Data listing
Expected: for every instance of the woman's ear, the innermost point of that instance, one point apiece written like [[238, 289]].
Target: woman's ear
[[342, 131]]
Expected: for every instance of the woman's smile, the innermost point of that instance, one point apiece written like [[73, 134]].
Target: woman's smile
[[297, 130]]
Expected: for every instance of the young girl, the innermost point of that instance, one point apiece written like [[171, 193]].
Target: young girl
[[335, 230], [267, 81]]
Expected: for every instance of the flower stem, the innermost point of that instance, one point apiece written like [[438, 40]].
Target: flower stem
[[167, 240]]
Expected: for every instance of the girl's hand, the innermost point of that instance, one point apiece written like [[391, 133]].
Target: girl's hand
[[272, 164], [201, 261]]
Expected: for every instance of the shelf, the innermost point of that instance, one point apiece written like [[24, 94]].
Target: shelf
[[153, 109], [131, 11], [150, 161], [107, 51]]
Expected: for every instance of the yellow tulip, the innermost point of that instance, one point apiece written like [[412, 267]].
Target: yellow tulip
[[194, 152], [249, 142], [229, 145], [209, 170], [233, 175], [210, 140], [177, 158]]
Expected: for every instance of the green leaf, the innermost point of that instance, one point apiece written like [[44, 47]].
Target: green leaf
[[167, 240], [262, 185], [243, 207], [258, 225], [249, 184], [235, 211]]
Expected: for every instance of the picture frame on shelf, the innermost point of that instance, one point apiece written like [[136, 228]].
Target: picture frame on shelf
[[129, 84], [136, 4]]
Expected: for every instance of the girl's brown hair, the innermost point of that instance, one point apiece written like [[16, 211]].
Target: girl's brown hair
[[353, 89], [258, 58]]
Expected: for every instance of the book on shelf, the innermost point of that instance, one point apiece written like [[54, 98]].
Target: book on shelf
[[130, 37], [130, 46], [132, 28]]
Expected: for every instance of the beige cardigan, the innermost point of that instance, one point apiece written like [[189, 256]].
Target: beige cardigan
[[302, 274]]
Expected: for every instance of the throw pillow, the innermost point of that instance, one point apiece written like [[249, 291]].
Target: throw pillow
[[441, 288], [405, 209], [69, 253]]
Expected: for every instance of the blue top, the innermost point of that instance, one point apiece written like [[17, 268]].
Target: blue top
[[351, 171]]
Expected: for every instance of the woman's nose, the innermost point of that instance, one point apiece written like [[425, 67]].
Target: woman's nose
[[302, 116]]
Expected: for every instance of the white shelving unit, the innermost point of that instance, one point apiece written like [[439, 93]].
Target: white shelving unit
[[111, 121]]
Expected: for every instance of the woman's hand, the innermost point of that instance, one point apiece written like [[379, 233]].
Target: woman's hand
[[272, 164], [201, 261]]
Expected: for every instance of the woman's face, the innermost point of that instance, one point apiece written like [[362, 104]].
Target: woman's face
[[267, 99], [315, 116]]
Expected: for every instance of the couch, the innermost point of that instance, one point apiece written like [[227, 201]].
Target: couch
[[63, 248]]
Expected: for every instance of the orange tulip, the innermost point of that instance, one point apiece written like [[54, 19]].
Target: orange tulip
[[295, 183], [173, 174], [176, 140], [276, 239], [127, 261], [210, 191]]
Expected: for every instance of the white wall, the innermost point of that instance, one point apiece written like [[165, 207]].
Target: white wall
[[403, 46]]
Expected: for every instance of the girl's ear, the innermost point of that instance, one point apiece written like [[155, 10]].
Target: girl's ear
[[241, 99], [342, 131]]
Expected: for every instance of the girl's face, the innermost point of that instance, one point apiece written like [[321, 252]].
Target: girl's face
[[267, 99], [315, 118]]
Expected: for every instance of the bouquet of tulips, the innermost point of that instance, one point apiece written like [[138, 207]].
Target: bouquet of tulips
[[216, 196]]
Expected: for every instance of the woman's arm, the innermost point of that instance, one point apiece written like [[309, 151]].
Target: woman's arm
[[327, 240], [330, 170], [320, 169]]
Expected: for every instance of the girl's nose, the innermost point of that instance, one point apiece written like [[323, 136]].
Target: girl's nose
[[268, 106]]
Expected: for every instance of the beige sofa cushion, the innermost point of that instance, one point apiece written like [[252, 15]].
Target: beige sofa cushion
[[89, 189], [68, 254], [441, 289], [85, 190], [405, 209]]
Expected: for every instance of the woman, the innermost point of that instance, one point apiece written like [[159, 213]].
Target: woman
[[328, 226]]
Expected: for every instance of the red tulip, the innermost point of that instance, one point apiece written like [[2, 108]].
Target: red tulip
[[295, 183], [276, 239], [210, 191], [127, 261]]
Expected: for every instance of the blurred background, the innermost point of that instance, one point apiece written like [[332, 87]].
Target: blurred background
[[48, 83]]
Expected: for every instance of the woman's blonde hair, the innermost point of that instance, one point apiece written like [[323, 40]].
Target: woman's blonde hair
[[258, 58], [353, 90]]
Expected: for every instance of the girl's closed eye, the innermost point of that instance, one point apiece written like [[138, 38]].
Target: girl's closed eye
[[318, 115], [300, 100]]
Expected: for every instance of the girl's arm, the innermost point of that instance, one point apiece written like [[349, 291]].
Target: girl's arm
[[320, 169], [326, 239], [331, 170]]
...
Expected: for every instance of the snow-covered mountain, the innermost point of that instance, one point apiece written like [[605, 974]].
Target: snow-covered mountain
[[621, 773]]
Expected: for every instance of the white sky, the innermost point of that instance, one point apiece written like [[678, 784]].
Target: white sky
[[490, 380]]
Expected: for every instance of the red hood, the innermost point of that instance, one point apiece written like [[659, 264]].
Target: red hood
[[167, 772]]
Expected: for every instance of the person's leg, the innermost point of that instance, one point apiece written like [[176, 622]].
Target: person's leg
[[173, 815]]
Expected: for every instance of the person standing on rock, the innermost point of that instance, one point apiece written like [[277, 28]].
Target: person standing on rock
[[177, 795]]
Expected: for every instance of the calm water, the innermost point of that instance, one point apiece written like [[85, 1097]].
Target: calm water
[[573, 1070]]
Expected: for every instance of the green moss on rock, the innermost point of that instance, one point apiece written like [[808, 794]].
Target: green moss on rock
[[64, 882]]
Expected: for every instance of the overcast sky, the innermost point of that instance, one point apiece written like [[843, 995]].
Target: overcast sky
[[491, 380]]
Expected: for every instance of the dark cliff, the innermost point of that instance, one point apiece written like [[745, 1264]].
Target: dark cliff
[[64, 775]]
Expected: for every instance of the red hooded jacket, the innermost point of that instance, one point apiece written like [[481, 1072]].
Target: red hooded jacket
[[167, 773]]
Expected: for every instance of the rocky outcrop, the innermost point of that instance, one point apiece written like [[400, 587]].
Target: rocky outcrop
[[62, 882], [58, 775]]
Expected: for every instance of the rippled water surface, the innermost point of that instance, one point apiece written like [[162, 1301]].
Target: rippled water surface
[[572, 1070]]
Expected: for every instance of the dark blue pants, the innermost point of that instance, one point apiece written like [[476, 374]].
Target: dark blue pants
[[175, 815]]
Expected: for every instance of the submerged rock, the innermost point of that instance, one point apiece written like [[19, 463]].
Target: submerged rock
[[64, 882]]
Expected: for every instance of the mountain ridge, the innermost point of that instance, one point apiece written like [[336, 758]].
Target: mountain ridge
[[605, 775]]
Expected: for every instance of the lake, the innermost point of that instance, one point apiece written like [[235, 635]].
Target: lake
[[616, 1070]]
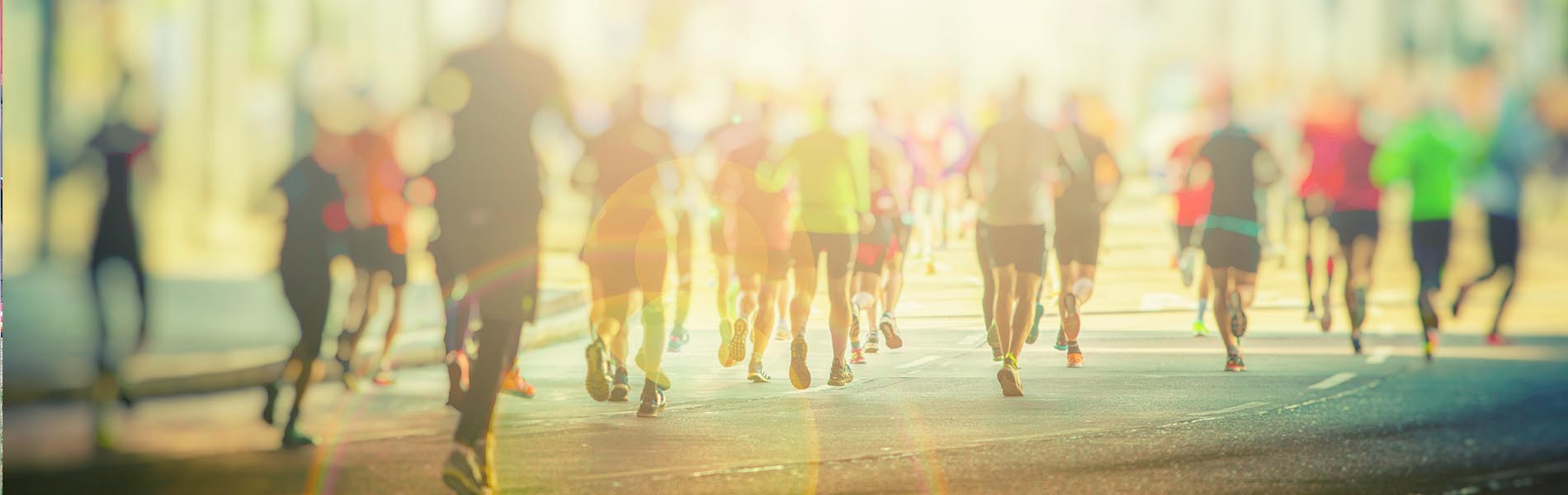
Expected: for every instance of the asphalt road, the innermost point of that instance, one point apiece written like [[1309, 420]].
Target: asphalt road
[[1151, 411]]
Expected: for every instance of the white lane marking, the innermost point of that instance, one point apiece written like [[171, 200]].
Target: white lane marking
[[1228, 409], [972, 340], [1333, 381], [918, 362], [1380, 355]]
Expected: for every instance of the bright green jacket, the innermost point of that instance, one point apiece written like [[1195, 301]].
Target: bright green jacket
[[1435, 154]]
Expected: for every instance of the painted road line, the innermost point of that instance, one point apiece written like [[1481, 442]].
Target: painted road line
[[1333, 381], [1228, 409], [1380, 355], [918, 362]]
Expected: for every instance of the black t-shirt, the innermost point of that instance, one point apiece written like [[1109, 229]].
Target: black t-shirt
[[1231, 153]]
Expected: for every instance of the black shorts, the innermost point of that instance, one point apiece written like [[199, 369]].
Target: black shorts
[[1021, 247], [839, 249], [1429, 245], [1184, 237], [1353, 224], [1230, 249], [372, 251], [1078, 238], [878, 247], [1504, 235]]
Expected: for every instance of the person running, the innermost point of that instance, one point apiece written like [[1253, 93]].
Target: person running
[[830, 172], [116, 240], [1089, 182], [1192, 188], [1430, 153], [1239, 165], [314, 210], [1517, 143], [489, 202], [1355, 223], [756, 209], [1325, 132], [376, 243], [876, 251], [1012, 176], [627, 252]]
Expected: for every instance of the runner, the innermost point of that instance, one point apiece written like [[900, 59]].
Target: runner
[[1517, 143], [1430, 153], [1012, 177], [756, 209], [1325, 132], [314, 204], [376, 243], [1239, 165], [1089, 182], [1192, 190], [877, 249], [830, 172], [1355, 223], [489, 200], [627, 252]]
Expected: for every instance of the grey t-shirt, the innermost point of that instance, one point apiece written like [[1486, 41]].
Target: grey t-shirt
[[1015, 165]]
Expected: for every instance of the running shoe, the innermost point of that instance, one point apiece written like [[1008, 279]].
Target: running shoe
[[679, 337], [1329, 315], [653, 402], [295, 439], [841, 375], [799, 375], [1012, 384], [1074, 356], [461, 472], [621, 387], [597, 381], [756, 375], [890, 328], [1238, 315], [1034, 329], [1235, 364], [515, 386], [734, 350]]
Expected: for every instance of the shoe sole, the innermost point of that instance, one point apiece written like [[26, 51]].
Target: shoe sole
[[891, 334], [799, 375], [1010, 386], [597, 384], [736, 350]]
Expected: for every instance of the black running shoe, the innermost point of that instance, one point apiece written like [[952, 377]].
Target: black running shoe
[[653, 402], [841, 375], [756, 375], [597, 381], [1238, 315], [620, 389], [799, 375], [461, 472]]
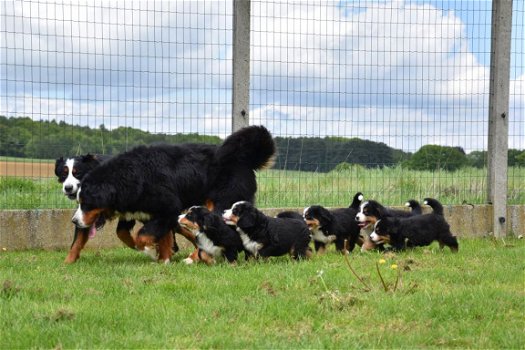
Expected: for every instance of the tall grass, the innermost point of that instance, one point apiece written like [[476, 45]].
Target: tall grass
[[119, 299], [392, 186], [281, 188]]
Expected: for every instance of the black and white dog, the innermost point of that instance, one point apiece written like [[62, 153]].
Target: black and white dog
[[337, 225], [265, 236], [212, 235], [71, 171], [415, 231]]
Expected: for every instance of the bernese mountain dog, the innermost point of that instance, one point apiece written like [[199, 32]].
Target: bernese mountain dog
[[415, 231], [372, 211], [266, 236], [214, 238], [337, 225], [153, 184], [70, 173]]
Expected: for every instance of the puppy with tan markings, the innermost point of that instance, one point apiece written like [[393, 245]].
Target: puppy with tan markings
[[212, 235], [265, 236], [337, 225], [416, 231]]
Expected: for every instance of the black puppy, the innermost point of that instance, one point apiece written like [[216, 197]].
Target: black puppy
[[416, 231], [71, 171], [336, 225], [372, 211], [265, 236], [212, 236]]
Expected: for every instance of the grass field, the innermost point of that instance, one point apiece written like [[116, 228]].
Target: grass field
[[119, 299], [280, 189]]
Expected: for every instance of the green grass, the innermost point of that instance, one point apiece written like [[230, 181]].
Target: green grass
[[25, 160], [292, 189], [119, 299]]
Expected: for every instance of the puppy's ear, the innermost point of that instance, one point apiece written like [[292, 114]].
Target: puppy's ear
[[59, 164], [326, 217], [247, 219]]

**What to work on:** Report every line of the material above that contains the string "road".

**Written answer:**
Expected: for every instance of the asphalt road, the innermost point of that instance, one point apiece written like [[1309, 420]].
Target: asphalt road
Expected: for every instance of the painted road line, the innermost point of that instance, one point apiece written like [[1481, 442]].
Target: painted road line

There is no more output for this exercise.